### [Set task]
Transcribe every line of the records verbatim.
• • •
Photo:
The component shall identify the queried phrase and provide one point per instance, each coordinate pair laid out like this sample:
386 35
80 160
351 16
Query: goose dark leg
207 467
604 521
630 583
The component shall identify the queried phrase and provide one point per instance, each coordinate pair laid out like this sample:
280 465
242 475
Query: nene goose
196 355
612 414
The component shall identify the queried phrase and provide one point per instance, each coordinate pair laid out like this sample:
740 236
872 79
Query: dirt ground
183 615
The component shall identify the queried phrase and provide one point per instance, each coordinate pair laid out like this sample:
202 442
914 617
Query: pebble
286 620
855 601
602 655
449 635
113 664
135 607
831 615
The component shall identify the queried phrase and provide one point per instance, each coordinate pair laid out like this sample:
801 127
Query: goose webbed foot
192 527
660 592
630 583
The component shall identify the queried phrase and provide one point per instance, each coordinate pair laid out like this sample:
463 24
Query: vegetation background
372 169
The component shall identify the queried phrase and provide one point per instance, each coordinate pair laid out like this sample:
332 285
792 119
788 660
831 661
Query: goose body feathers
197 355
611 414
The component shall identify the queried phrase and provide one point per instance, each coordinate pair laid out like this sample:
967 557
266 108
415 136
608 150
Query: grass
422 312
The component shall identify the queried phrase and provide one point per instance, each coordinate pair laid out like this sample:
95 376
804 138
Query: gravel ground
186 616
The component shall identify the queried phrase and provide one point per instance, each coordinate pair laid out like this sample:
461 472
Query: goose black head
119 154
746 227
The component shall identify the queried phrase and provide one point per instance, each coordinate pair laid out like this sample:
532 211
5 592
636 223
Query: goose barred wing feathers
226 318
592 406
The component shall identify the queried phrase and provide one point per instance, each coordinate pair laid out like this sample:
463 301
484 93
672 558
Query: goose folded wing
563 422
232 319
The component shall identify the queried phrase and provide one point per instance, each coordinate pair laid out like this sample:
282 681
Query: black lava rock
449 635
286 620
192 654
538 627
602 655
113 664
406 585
• • •
### [Task solution]
Photo:
The component shall identify the queried phrase and provide one point per instance, each coordinate pair laid out like this sample:
386 35
80 160
351 16
Query: goose dark leg
207 467
604 521
630 583
The component shall identify the queried phrase and provide one point per instance, each coordinate pair laid out like this sample:
280 465
242 475
Query: nene goose
196 355
612 414
The component shall identify the queried phrase and provide one point per instance, each coordinate pair laid out like this sample:
740 236
872 79
Query: dirt ground
183 615
The component shall identify the queried phrase and provide one point per instance, each coordinate pair laid out like this sample:
202 442
914 617
Query: pebble
286 620
855 601
602 655
449 635
113 664
135 607
831 615
The component shall identify the queried phrase and provide one point per instance, each coordinate pair laid out like this sample:
801 127
Query: goose webbed foot
192 527
660 592
630 583
The component shall identify the queried phrase and provide one point per instance, each coordinate pair laid out like this sample:
463 24
Query: vegetation background
372 169
The component shall identify the queried phrase and provide one point per instance, each coordinate pair laid out like this sample:
332 285
792 119
788 660
831 661
Query: goose body feathers
197 355
611 414
The component shall identify the queried phrase and provide one point per instance, each coordinate pair laid out like this sample:
967 557
266 108
415 136
608 150
Query: grass
422 312
The component shall identify the queried phrase and provide one point per instance, each coordinate pair laid out like this sample:
95 376
804 138
Query: gravel ground
186 616
The component shall identify the queried phrase and provide one point per instance, each coordinate pair laid out like this sample:
461 472
Query: goose black head
119 154
746 227
The component shall identify the queried phrase and provide one point per instance, each coordinate pair laid out like this sample:
532 211
5 592
636 223
Query: goose barred wing feathers
226 318
592 406
The component shall identify the queried phrase and provide one point per instance, each coordinate pair laid out like this sample:
463 301
484 93
672 558
Query: goose folded wing
563 422
232 319
The component shall identify the queried phrase and provide one point per instance, each coordinate pair laid out like this sample:
282 681
Query: black lava rock
449 635
286 620
192 654
538 627
602 655
113 664
406 585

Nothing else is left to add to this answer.